-- Excerpted passage follows --

The Cavalry isn’t coming. This is the lesson 21st century America is trying to teach us. We are going to have to re-learn how to depend on ourselves and on each other. There is no one else. That’s okay. We don’t need anyone else.
Self-reliance backed up by tight community bonds used to be the norm. You depended on yourself, your family, your community, because who else was there? So far as I can tell from reading history this was most people’s outlook until roughly the middle of the 20th century. That’s when a number of things happened that changed how people saw themselves and their communities.
Around then things began to centralize and as they did the solutions people had always relied on were suddenly found wanting. Self-appointed experts stepped in to tell us how things should be done. How we should eat. How we should live. How we should love. Sometimes the experts had good ideas. But often they did not. And even when their ideas were good, there was an unintended consequence to listening to the experts: communal bonds were weakened, people were deprived of skills, people questioned their instincts. Soon people believed they needed experts for everything.
The world according to experts is a world that depends on those experts, the cavalry. The people we mean when we say “they’ll think of something.”
Except that as we’ve all witnessed in the last twenty years, they won’t think of something. They’re out of ideas. Worse, the old ideas don’t work anymore. The world of the expert is collapsing all around us. The cavalry isn’t coming because the cavalry doesn’t know how to ride anymore.
For four years we’ve been driving around the United States, passing through all its unique regions (except New England and the Pacific Northwest) and I’ve noticed not only the experts are failing us, but that there are some places where that has had little to no effect on life.
It took me a long time to figure this out because this shift, from the local community as the hub of life, to there being no hub, happened long before I was born. That is to say, the disconnected lives we all lead, depending on experts to tell us everything from what to eat to how to fix our cars, was normal to me. It was the water I lived in and I never noticed it. What I did notice pretty early on was that some places were decidedly different. Northern Wisconsin. Okracoke. Parts of the Florida Panhandle.
We were drawn to these places and continue to return to them in part I think because they resisted the shift to expert authority that happened everywhere else. Self-reliance, independent businesses, and close-knit communities still thrive in these places. These places somehow escaped the chain-storification of the world. It was refreshing. It was different. These places felt like what I want the future to be like.

-- Excerpted passage concluded --
-- Dataset follows --

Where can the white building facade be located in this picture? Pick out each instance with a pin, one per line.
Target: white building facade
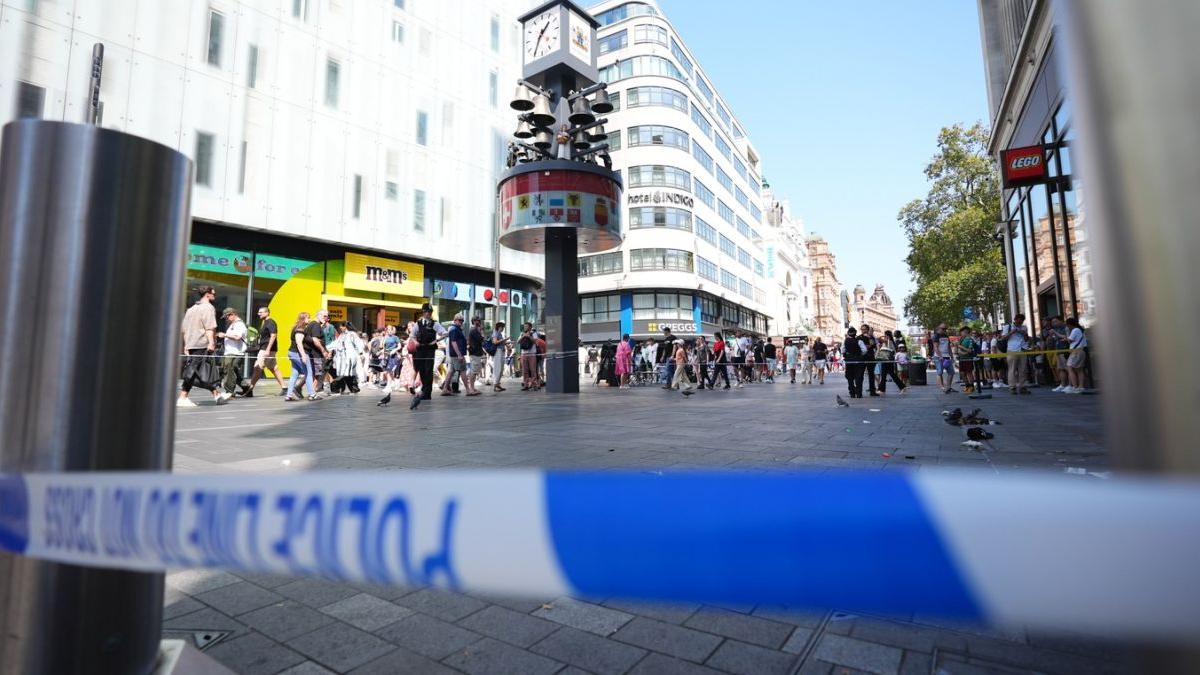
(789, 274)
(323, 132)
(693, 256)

-- Dataset concluded --
-- Dataset follows --

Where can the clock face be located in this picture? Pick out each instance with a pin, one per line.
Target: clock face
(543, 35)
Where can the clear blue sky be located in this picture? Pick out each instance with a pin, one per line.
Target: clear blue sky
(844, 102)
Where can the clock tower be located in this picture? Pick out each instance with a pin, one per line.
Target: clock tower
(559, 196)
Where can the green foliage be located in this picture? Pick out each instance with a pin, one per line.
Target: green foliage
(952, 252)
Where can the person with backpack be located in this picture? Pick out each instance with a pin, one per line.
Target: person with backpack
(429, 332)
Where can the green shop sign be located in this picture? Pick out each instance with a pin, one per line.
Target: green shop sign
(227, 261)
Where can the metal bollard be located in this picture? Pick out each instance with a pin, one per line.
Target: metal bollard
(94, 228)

-- Dataset concluded --

• **Exercise tasks**
a) Do these statements agree with the self-reliance essay? Answer yes or no for each, quoting the words of the essay that decide it. (i) The author's four years of driving included New England. (ii) Self-reliance backed by community bonds was most people's outlook until roughly the middle of the 20th century. (iii) The experts never had good ideas.
b) Which places does the self-reliance essay name as decidedly different? List every one.
c) Carry the self-reliance essay on from its final sentence.

• **Solved problems**
a)
(i) No: "(except New England and the Pacific Northwest)"
(ii) Yes: "this was most people’s outlook until roughly the middle of the 20th century"
(iii) No: "Sometimes the experts had good ideas."

b)
Northern Wisconsin
Okracoke
Parts of the Florida Panhandle

c)
I have read enough books of the American road to know that everywhere used to be like this, but I never gave much thought to how or why that changed. I assumed that chain stores took over. And they did. But I think there’s considerably more underlying that simple observation, and I think understanding how it happened, how we got into this mess, is going to help us get out of it.
I think it happened because not enough people resisted it. We were swept along and did not stand up to it. It’s hard to avoid shopping at Walmart. So we did. And so on, until the old ways were swept aside. We prized newer bigger better because we lost sight of what life is really about.
Singular cause and effect cannot explain how an entire culture shifts, that’s a subtle and multifaceted process, but it begins and ends with the choices of individuals. Millions of individuals, all of whom have different beliefs, different desires, different wills. It’s important to keep this in mind because the kind of thinking that says “here’s the problem, here’s how to fix it” is the kind of thinking that made the problem.
And now here we are, waiting for the other shoe to drop. We’re a bit like Wile E. Coyote when he’s run off the edge of the cliff but doesn’t realize it yet. Ignorance of his true situation keeps him from plunging down right away, but there’s always that moment when it starts to sink in. The cartoonists let his ears droop just before he confronts his situation and falls. That’s about where I see modern America just now. Our ears are drooping and we know what’s coming, but no one knows how high we are or how hard we’ll fall.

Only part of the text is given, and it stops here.